> **DATA FOR THE TASK**:
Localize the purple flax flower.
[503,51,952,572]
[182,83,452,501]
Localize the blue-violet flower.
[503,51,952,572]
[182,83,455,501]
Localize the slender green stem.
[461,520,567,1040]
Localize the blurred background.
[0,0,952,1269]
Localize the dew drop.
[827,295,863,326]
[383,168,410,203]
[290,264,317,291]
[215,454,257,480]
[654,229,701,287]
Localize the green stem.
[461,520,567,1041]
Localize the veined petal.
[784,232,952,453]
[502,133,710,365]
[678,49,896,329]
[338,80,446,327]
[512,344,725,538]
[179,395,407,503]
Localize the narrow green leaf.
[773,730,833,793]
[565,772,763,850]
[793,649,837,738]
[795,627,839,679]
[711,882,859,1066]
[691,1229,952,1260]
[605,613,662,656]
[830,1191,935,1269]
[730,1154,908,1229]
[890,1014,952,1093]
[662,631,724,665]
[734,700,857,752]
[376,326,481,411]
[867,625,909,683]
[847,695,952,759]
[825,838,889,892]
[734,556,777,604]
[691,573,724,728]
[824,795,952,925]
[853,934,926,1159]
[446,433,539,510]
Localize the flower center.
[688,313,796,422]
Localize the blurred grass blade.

> **PROBLEM**: Rewrite the items above as a Markdown table with two columns, "No." and "Item". Number each row in order and skip any blank lines.

> **EXERCISE SOLUTION**:
| No. | Item |
|---|---|
| 1 | Localize the purple flax flower. |
| 2 | [503,51,952,572] |
| 3 | [182,83,452,501] |
| 4 | Localize the blue-violet flower. |
| 5 | [503,51,952,572] |
| 6 | [182,83,455,501] |
| 7 | Localize the slender green stem. |
| 8 | [461,520,567,1040] |
| 9 | Localize the blurred background. |
| 10 | [0,0,952,1269] |
| 11 | Localize the dew drop. |
| 12 | [827,295,863,326] |
| 13 | [383,168,410,203] |
| 14 | [290,264,317,291] |
| 15 | [215,454,257,480] |
| 16 | [654,229,701,287] |
| 17 | Localize the green stem. |
| 18 | [461,520,567,1041] |
| 19 | Localize the veined petal. |
| 20 | [784,232,952,453] |
| 21 | [502,133,710,365] |
| 22 | [678,49,896,329] |
| 23 | [338,80,446,327] |
| 24 | [512,344,725,538] |
| 25 | [179,395,407,503] |
| 26 | Localize the narrow green leaf. |
| 27 | [773,730,833,793] |
| 28 | [565,772,763,850] |
| 29 | [793,649,837,738] |
| 30 | [795,627,839,679] |
| 31 | [711,882,859,1066] |
| 32 | [691,1229,952,1260] |
| 33 | [605,613,662,656] |
| 34 | [830,1191,935,1269] |
| 35 | [730,1154,908,1229] |
| 36 | [890,1014,952,1093] |
| 37 | [662,631,724,665] |
| 38 | [734,700,857,752] |
| 39 | [376,326,481,411] |
| 40 | [867,625,909,683] |
| 41 | [847,695,952,759] |
| 42 | [825,838,889,892] |
| 43 | [734,556,777,604] |
| 44 | [691,573,724,728] |
| 45 | [824,795,952,925] |
| 46 | [853,934,926,1159] |
| 47 | [446,433,539,510] |
| 48 | Localize the flower center. |
| 49 | [688,313,796,422] |
| 50 | Localize the blurred grass blade. |